# Directions
1. Below is a discussion of Mi.Light packets. Does each statement agree with it? For each, answer yes or no and quote the words of the discussion that decide it.
(a) The packets were captured from a pair of FUT105 on 2473MHz.
(b) Modes were supported from the start.
(c) The encoding for the checksum byte has a +2 that other bytes lack.
2. In the discussion of Mi.Light packets below, what syncword was used for the FUT105 capture?
3. Carry on the discussion of Mi.Light packets below from where it stops.

# Document text
■ ■ ■
Open sidoh opened 7 years ago
the implementation of "dance mode" makes clear... Mi.Light is a child toy, not a professional lighting product.
fut105-dance.txt.gz I captured these packets from a pair of FUT105 on 2473MHz, Syncword 147a258b. This is a pretty full "normal" exercise of the bulbs, no weird power cycle or attempts to disrupt operation. I realized later my capture screwed up and filter CRC, but I didn't want to revisit it.
The inconsistency between the ID in these packets and the output of decode_packet.py of the FUT089 log I posted yesterday (B8 issue) make me suspect your constant is still wrong
the implementation of "dance mode" makes clear... Mi.Light is a child toy, not a professional lighting product.
I'd question the judgment of anyone who bought milight bulbs expecting to get a "professional lighting product." :)
EDIT - this sounded more brusque than I meant for it to. I totally agree that the modes are really silly. I initially didn't support modes because I didn't think people would use them, but eventually people asked for support.
The inconsistency between the ID in these packets and the output of decode_packet.py of the FUT089 log I posted yesterday (B8 issue) make me suspect your constant is still wrong
Right, I've noticed the same thing (see my notes in this comment from July).
There are other signals that something is off too. For example, there's a random +2 in the encoding for the checksum byte that isn't present for other bytes.
But at this point I don't think there's any utility in having the "right" ID. Packets are reliably decoded, and changing the parameters would be a breaking change without some really ugly code. In fact, it might be the case that two IDs aren't distinguishable as long as (id1 & 0x7F7F) == (id2 & 0x7F7F)
■ ■ ■
# Raw data
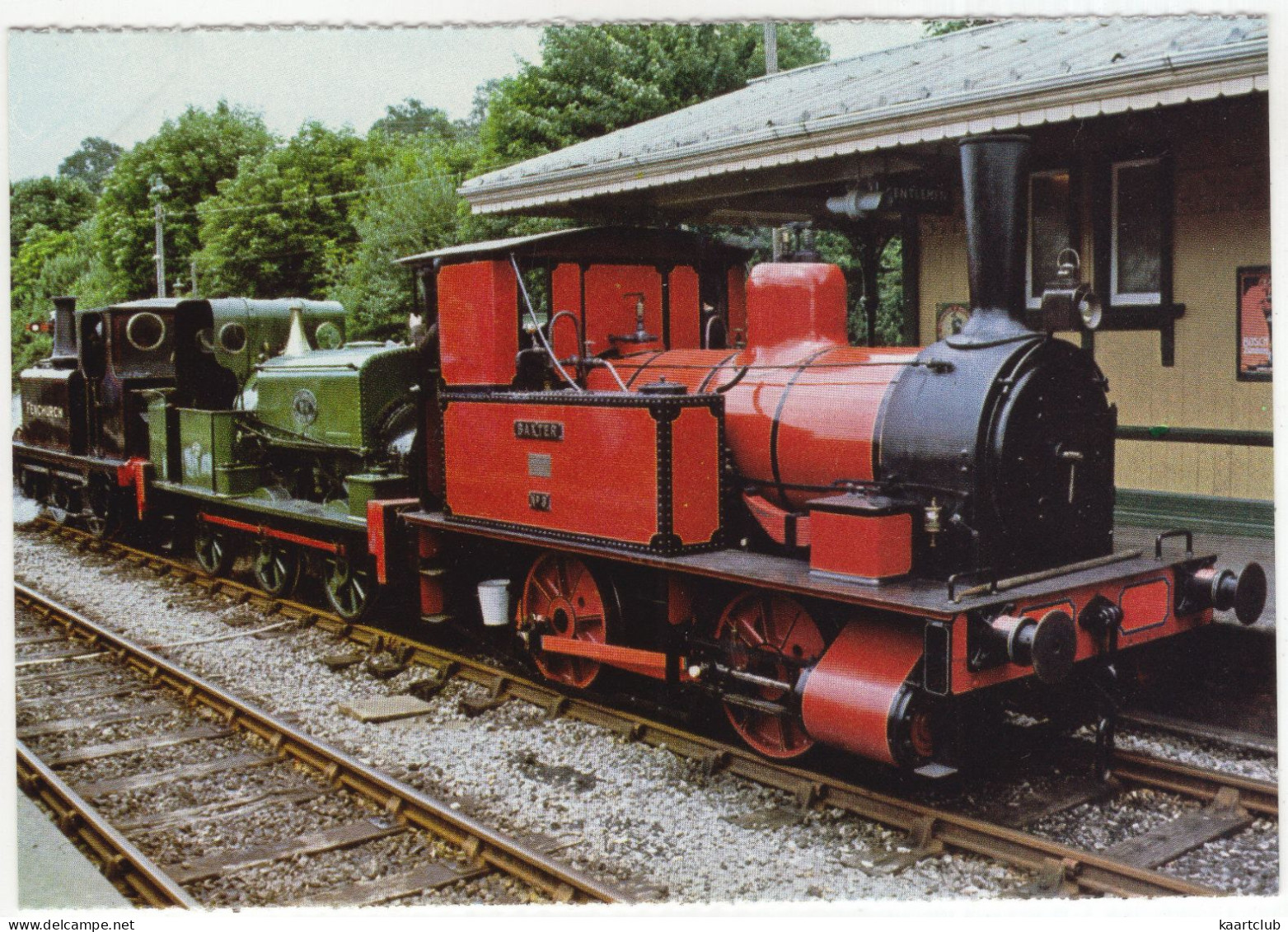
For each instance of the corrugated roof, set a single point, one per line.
(1016, 73)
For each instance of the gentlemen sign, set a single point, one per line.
(916, 199)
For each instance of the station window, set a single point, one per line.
(1139, 203)
(1050, 228)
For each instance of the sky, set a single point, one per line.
(64, 87)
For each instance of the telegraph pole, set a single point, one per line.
(157, 192)
(772, 68)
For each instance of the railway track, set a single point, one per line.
(398, 808)
(930, 828)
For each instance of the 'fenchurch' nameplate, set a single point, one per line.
(539, 430)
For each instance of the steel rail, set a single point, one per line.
(123, 863)
(562, 882)
(1087, 870)
(1256, 796)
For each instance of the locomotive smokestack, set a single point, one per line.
(995, 194)
(64, 332)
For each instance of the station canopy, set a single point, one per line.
(773, 151)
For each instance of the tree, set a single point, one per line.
(55, 204)
(283, 223)
(412, 117)
(192, 155)
(942, 27)
(91, 162)
(598, 79)
(53, 263)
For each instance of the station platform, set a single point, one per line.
(53, 873)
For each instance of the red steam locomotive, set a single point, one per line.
(842, 545)
(686, 473)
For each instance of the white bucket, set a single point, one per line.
(494, 602)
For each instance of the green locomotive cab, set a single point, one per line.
(283, 456)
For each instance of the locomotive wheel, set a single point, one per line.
(105, 511)
(349, 588)
(773, 636)
(277, 567)
(63, 501)
(213, 549)
(563, 597)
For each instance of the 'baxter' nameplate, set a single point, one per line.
(539, 430)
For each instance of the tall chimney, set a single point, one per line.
(64, 332)
(995, 194)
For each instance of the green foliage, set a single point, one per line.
(839, 249)
(91, 162)
(597, 79)
(53, 263)
(283, 222)
(411, 208)
(942, 27)
(412, 117)
(55, 204)
(192, 155)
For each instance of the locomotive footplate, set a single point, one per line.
(73, 462)
(292, 508)
(924, 597)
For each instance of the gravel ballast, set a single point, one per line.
(629, 811)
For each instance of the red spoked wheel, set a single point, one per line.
(769, 635)
(563, 597)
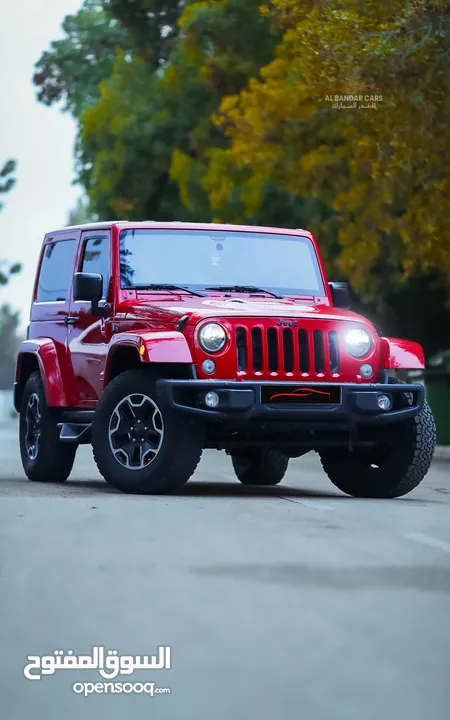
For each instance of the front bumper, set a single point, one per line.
(240, 402)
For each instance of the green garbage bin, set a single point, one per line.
(437, 390)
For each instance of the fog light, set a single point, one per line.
(208, 366)
(384, 402)
(211, 399)
(366, 370)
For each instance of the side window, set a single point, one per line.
(56, 271)
(96, 259)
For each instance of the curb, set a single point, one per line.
(442, 453)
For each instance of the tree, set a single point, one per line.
(9, 342)
(72, 69)
(7, 182)
(82, 212)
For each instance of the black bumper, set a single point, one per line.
(241, 402)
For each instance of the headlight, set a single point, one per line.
(358, 342)
(212, 337)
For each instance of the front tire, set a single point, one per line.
(44, 457)
(262, 466)
(139, 446)
(392, 469)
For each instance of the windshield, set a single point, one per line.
(202, 259)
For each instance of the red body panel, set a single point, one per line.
(75, 360)
(402, 354)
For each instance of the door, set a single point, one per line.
(51, 301)
(88, 335)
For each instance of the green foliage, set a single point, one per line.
(71, 71)
(82, 212)
(216, 110)
(383, 171)
(7, 182)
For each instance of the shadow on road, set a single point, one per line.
(231, 489)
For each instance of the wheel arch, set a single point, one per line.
(164, 354)
(41, 356)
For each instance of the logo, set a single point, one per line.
(109, 664)
(355, 96)
(287, 323)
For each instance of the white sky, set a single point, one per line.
(39, 138)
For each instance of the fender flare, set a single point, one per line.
(44, 352)
(165, 346)
(401, 354)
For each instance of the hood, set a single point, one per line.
(197, 308)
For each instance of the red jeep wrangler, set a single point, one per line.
(155, 340)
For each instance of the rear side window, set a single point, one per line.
(96, 259)
(56, 271)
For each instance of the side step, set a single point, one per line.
■ ■ ■
# Written answers
1.
(a) Yes: "I captured these packets from a pair of FUT105 on 2473MHz"
(b) No: "I initially didn't support modes because I didn't think people would use them"
(c) Yes: "there's a random +2 in the encoding for the checksum byte that isn't present for other bytes"

2. 147a258b

3.
holds because of the way the "encryption" key is generated.
EDIT - I should acknowledge that this is a good catch, and that I could be wrong about the having the right ID not mattering.
Ah, theres a problem with the high bits but that doesn't usually matter, and it's only some bytes. Maybe it's not even a problem with your code but an artifact of theirs. I'll hold off any further speculation until I'm able to wrap my head around the code.
Hey, if you read the marketing, Mi.Light bulbs have native WiFi support and capable of 16 million colors, and the dance modes are awesome and a pleasure to look at. ...the fact that they never considered saturation yet spent countless development on a dynamic RF synchronization protocol.
It really is bizarrely complex - change to a separate frequency, then bulbs seem to dynamically select a "master node" and each time there is a significant topology change, some sort of a counter is incremented... All to synchronize terrible patterns. Their higher-end DMX products claim to support user-definable patterns; maybe that will trickle down someday. My 6W RGBW bulbs support 16 modes (10-16 are the same as the first - rainbow color cycle). I say "support" because they save unique brightness settings to EEPROM and restore when you activate same as the supported modes.
Haha, yeah! I was petty surprised to see as much depth as I did. Seems like a weird place to put this much effort into.
I had a potentially practical hack in mind for this: seems possible that you could exploit this to discover how many bulbs in a group are turned on.
Sounds like you've dug into the bulb traffic a lot more than I have. Does this sound plausible given what you know?
It's certainly possible to tell if "something" is there... RGBW bulbs default to speed "2" generally a 7 second cycle. Speed 1 was about 5 seconds, speed 0 3.5, but at speed 0 the bulbs only transmitted their sync packet every OTHER cycle. So... 5-7 seconds best case before you could get a response.
Wether it is possible to "count" the bulbs, I'm not sure if ALL the bulbs transmit or not - it certainly seemed like they were "electing" a leader and I was only getting packets from it, though I might not have been capturing all the transmissions or counting "redundant" packets- my RX code has gotten a lot better since then, I'll give it a try with 6 RGBW bulbs when they arrive (I think they'll beat my 6 RGB-CCTs on the slow boat...)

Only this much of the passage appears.